## PAGE
# # #

# Folding Knife



## dbriski (Oct 19, 2007)

Here is a project I have been working on the past few weeks. Its a folding knife made from a kit. I made the new scales and did the file work on the spine of the blade and the thumb grip. I also polished up the blade which is a real pain, metal is a lot less forgiving than wood. This is my first knife and its for my BIL's birthday tomorrow. 


Here is the assembled stock kit (comes in pieces). 








Process of making the scales from Nolan's Red Mallee Burl.












And the finished knife













And a closeup to the file work on the spine


----------



## maxwell_smart007 (Oct 19, 2007)

From where did you order the kit for that knife?  

Andrew


----------



## Boss302 (Oct 19, 2007)

That's really a nice looking knife.  I've seen the kits but haven't had the time to try one out.  Someone here posted the knife kit web sites a short time ago.  Seeing your finished product will proably psuh me into getting one.  The finish has a very nice sheen.  What did you use?

Pat


----------



## Rifleman1776 (Oct 19, 2007)

Mighty fine. He will love it. Arkansas is the mecca for knife makers and those I know all say getting the polish on the blade is perhaps the hardest part of the process.


----------



## BUGSY (Oct 19, 2007)

knifekits.com and texas knifemakers supply .com  are probably your best 2 places to get them......WATCHOUT! THIS HOBBY CAN GET AS BAD AS PENS OR WORSE REAL EASY........I HAVE FOUND OUT THE HARD WAY  BUT LOVIN IT..BUGSY


----------



## Kalai (Oct 20, 2007)

Nice knife, great job, thanks for showing us your knife, aloha.

# # #

## DATA TO PROCESS
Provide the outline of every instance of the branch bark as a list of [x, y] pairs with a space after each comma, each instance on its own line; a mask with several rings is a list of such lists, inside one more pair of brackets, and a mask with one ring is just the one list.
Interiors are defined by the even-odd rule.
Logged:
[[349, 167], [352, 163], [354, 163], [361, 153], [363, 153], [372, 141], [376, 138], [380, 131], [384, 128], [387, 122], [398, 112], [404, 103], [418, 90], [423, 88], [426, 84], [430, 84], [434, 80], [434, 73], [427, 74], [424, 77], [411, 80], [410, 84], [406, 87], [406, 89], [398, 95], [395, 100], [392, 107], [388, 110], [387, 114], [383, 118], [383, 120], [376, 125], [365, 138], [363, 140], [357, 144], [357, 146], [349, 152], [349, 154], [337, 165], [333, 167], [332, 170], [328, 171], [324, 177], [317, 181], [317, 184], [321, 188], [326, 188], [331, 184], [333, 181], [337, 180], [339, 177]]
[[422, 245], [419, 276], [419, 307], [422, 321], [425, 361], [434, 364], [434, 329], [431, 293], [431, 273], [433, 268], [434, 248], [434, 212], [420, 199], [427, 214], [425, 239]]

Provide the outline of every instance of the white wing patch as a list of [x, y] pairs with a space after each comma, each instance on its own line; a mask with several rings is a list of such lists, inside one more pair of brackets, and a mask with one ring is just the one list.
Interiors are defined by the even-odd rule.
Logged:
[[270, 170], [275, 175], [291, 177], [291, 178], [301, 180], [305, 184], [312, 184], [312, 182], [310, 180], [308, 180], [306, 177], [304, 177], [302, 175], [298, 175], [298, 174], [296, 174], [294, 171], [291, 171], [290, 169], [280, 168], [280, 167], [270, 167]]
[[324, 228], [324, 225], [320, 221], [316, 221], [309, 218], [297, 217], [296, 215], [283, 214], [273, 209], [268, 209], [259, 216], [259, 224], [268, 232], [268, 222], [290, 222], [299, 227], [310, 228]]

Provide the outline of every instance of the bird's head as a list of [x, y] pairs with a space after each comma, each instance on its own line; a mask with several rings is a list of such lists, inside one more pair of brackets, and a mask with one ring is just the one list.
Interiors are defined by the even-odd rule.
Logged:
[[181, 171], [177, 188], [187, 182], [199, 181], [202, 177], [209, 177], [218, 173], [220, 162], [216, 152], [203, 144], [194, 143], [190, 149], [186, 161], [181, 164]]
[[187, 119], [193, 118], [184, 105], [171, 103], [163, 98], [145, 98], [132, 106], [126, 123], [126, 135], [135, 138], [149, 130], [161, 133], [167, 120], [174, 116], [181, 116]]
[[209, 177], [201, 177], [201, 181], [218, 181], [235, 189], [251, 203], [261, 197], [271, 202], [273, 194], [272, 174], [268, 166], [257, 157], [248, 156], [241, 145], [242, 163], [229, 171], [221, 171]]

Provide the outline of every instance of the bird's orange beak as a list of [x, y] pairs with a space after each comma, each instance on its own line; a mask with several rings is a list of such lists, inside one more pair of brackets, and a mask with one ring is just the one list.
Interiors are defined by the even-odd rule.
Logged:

# # #

## SET PROBLEM 1
Can you render the records, starting at the line that contains "Provide the outline of every instance of the bird's orange" and going on through the end of the records, as a JSON list of strings with one string per line and blank lines left out?
## SET PROBLEM 2
Could you extend the forum thread about the folding knife beyond its last post?
The forum thread and the records were taken from unrelated sources.

## TASK RESPONSE 1
[
  "Provide the outline of every instance of the bird's orange beak as a list of [x, y] pairs with a space after each comma, each instance on its own line; a mask with several rings is a list of such lists, inside one more pair of brackets, and a mask with one ring is just the one list.",
  "Interiors are defined by the even-odd rule.",
  "Logged:"
]

## TASK RESPONSE 2
Chris
Kalai


----------



## johncrane (Oct 22, 2007)

Wow l like that! great job David[]


----------



## dbriski (Oct 22, 2007)

Yup like Bugsy said, I got it from Knifekits.com. This one is an FL-001.  He really loves the knife and was carrying it around all day and showing everyone.  I use a CA finish  Works for pens, its gota work for a knife.


----------



## Brewmeister35 (Oct 22, 2007)

Looks great!  I have a few I'm working on also and they are definitely addicting to make


----------



## Fred (Oct 22, 2007)

That is an excellent knife and I am sure it has sparked the interest for many of us here on the Forum.

Hey guys, now we have somebody else to lay the blame on when SWMBO comes complaining about our hobby expenses. Just be sure to tell her that David Briski said to give it a try.


----------



## wdcav1952 (Oct 22, 2007)

David,

I am not sure how many times I have come back to this thread to admire your work.  Folders can be a challenge, and you did an awesome job on this one.  Huge thumbs up!!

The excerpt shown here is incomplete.